Work instructions –
Pick out every line in the records below that contains the word "rocky" and copy each one. Case counts.

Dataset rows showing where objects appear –
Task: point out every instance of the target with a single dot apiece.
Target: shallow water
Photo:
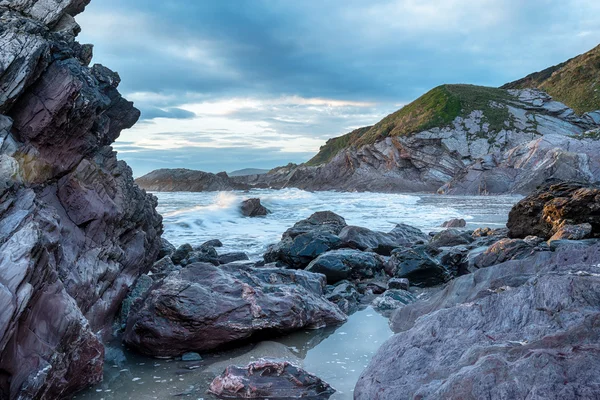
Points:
(337, 355)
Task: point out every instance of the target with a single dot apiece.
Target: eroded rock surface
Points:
(75, 231)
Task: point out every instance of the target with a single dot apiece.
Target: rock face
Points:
(253, 208)
(266, 379)
(187, 180)
(524, 329)
(75, 231)
(203, 307)
(544, 212)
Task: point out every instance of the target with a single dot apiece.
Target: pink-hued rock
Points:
(75, 231)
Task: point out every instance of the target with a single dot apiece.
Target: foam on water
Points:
(197, 217)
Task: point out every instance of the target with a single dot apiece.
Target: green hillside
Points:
(575, 82)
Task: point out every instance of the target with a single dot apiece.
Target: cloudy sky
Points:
(229, 84)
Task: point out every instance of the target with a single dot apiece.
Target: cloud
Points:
(289, 75)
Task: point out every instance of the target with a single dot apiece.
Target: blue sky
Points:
(226, 84)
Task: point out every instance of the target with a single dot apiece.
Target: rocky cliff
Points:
(75, 231)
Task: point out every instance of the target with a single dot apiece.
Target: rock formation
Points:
(75, 231)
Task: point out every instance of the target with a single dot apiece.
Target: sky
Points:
(231, 84)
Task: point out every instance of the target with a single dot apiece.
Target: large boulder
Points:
(253, 208)
(544, 212)
(524, 329)
(203, 307)
(269, 379)
(75, 230)
(344, 264)
(360, 238)
(418, 265)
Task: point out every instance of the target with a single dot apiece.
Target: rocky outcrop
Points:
(524, 329)
(75, 231)
(253, 208)
(267, 379)
(547, 210)
(203, 307)
(187, 180)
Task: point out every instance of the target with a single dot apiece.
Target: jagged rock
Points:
(382, 243)
(508, 249)
(186, 180)
(203, 307)
(524, 329)
(166, 248)
(265, 379)
(75, 231)
(253, 208)
(392, 299)
(398, 283)
(417, 265)
(344, 264)
(344, 295)
(455, 223)
(451, 237)
(233, 257)
(545, 211)
(572, 232)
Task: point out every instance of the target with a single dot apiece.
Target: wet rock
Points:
(253, 208)
(299, 251)
(553, 206)
(398, 283)
(455, 223)
(232, 257)
(166, 248)
(418, 266)
(343, 264)
(572, 232)
(181, 253)
(509, 249)
(203, 307)
(344, 295)
(451, 237)
(191, 356)
(527, 327)
(392, 299)
(266, 379)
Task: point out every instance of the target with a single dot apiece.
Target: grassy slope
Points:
(437, 108)
(575, 82)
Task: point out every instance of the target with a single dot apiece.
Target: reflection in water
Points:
(336, 355)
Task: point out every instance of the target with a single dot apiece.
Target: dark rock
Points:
(181, 253)
(418, 266)
(451, 237)
(509, 249)
(166, 248)
(203, 307)
(343, 264)
(75, 230)
(302, 249)
(212, 243)
(232, 257)
(269, 380)
(253, 208)
(392, 299)
(382, 243)
(455, 223)
(573, 232)
(344, 295)
(524, 329)
(546, 210)
(398, 283)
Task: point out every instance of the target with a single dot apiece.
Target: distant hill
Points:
(248, 171)
(575, 82)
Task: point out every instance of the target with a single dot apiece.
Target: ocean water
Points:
(197, 217)
(336, 354)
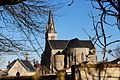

Complete answer –
Target: rocky cliff
Target: rocky outcrop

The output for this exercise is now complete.